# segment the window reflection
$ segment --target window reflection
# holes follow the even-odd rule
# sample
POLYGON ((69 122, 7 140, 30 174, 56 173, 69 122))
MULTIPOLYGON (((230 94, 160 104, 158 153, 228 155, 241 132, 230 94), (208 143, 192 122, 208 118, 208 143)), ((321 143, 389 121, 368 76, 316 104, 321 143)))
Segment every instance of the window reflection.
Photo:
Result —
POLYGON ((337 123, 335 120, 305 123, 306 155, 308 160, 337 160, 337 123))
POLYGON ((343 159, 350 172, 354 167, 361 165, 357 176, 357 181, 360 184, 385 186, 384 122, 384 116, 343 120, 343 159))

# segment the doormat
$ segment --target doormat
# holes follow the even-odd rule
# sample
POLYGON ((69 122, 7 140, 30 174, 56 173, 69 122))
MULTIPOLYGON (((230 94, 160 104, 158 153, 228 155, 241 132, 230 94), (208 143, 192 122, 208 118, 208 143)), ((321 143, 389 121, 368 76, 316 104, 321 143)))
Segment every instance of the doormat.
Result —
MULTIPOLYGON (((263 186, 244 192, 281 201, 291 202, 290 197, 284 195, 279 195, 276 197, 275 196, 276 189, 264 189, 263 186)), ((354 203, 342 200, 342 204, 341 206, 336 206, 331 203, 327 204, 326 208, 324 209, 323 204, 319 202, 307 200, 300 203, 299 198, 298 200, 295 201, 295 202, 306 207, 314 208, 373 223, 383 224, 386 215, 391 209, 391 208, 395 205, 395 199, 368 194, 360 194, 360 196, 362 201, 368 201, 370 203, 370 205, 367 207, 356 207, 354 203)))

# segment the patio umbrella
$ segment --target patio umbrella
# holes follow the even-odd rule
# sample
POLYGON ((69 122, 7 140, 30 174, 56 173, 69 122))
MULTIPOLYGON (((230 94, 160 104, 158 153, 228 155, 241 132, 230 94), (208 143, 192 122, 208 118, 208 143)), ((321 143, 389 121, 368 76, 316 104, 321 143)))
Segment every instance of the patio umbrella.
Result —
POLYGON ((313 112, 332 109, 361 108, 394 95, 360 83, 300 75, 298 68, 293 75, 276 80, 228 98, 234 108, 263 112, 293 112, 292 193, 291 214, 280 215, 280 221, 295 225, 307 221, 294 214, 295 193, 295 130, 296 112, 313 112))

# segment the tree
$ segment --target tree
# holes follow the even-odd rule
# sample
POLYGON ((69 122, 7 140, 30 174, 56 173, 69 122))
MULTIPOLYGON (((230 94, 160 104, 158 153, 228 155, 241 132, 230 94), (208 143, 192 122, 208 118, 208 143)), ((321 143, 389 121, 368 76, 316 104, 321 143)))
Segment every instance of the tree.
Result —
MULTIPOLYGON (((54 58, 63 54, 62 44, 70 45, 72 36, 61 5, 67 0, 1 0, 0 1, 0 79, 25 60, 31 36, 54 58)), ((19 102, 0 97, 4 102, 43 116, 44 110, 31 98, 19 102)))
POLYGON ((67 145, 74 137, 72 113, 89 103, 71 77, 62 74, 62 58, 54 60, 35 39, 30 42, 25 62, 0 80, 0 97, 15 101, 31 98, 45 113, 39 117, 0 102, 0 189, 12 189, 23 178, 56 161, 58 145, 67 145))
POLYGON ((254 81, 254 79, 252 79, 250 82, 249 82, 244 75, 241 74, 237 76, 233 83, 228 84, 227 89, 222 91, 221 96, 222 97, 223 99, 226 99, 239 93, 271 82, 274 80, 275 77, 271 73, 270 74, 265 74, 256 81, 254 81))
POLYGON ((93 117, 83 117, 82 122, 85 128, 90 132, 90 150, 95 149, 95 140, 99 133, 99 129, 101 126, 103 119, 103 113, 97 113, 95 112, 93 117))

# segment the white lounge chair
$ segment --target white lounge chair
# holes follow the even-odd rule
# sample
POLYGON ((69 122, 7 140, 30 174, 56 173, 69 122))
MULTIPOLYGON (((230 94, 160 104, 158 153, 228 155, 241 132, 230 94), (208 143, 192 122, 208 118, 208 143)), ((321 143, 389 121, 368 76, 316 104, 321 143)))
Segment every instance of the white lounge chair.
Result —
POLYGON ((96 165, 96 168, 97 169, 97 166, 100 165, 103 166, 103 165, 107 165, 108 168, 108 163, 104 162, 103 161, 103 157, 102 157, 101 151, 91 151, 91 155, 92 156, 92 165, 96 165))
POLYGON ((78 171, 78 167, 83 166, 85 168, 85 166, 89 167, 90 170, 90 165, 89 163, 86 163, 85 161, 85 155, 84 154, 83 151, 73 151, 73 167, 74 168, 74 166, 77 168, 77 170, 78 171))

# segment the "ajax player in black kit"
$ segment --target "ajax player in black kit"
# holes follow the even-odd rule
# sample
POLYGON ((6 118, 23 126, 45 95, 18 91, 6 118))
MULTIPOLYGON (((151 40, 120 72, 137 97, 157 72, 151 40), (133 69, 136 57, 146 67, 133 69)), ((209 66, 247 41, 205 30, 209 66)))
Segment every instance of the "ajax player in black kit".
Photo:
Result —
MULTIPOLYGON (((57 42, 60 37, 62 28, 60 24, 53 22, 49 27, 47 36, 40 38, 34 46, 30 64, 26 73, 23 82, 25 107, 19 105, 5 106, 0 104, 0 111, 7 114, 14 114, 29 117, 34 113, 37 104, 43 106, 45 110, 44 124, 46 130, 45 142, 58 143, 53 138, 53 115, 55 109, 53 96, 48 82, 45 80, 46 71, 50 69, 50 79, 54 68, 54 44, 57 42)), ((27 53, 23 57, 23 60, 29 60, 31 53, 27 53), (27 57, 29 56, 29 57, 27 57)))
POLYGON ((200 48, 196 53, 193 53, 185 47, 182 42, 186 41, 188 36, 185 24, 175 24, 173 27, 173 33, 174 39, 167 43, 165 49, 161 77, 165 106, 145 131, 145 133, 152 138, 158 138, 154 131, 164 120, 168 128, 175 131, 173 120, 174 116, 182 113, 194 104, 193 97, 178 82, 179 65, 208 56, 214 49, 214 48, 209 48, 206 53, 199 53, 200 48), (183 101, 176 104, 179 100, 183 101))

> _Your objective_: Please retype the records word for word, starting at their first line and stopping after the line that contains "MULTIPOLYGON (((263 186, 244", with that line included.

> _Exercise result_:
# segment the window reflection
$ segment --target window reflection
# holes follow the even-odd rule
# sample
POLYGON ((69 122, 7 140, 30 174, 56 173, 69 122))
MULTIPOLYGON (((230 94, 160 104, 158 153, 228 155, 241 132, 230 94), (208 143, 192 122, 208 118, 208 143)), ((321 143, 389 121, 368 76, 316 104, 321 143)))
Segment every instance of the window reflection.
Photo:
Result —
POLYGON ((337 123, 335 120, 305 123, 306 155, 308 160, 337 160, 337 123))
POLYGON ((343 159, 350 172, 354 167, 361 165, 357 176, 357 181, 360 184, 385 186, 384 122, 384 116, 343 120, 343 159))

# segment the doormat
$ segment --target doormat
# holes follow the even-odd rule
# sample
POLYGON ((69 122, 7 140, 30 174, 56 173, 69 122))
MULTIPOLYGON (((230 94, 160 104, 158 153, 228 155, 241 132, 230 94), (208 143, 192 122, 208 118, 208 143)), ((321 143, 389 121, 368 76, 316 104, 321 143)))
Segment every instance of the doormat.
Result —
MULTIPOLYGON (((263 186, 244 192, 281 201, 291 202, 290 197, 284 195, 279 195, 276 197, 275 196, 276 189, 264 189, 263 186)), ((354 203, 342 200, 342 204, 341 206, 336 206, 331 203, 327 204, 326 208, 324 209, 323 204, 319 202, 307 200, 300 203, 299 198, 298 200, 295 201, 295 202, 306 207, 314 208, 373 223, 383 224, 386 215, 391 209, 391 208, 395 205, 395 199, 368 194, 360 194, 360 196, 362 201, 368 201, 370 203, 370 205, 367 207, 356 207, 354 203)))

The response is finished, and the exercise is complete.